### Assignment:
Sort through the listing below and keep each line with the word "pillow". Copy those.

### Records:
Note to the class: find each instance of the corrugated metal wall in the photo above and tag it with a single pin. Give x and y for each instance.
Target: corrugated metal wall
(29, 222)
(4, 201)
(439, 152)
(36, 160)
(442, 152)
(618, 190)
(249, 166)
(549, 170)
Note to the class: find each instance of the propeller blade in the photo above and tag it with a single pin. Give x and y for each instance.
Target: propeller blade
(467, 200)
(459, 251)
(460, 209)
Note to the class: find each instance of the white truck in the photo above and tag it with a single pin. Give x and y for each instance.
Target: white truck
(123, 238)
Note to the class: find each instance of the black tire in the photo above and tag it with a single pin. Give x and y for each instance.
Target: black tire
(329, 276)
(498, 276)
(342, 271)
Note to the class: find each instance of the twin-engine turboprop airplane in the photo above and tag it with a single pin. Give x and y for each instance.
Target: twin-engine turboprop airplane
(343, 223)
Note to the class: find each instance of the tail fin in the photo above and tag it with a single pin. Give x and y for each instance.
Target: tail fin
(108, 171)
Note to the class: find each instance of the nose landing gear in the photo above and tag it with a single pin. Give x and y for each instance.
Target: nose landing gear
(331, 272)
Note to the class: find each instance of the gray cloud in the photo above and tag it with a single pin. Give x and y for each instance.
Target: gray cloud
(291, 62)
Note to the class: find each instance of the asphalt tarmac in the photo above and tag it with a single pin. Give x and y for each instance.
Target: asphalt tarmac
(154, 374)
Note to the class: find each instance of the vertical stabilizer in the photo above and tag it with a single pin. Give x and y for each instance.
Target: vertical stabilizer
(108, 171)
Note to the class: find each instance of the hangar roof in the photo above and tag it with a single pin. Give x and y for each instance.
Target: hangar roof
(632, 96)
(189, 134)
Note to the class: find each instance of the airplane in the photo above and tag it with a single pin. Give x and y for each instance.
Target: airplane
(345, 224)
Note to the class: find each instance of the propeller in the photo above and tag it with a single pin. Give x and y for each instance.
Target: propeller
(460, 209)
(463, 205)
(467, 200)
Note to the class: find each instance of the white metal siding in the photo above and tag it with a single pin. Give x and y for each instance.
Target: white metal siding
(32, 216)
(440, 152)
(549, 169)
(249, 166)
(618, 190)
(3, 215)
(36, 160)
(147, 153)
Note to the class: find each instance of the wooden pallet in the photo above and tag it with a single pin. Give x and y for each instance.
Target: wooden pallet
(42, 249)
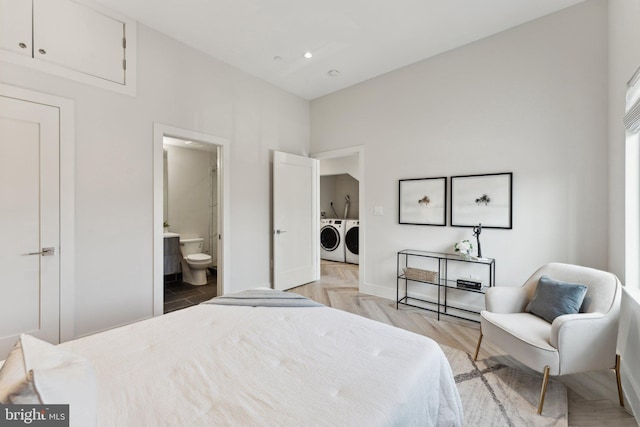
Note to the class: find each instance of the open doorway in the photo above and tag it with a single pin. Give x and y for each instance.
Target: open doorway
(341, 204)
(190, 198)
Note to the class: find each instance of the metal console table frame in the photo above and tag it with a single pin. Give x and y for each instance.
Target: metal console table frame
(442, 282)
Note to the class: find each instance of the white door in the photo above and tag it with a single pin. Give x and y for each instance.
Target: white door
(30, 217)
(296, 228)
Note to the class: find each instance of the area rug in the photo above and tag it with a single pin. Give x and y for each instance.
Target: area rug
(495, 393)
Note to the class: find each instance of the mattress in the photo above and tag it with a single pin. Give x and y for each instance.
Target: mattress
(238, 366)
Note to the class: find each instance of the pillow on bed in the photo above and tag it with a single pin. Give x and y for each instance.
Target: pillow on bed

### Written response:
Note to the class: find each instance of the pillow on bed in the photo above and tag it with a single pin. Give x and y for each instance.
Target: pillow on bed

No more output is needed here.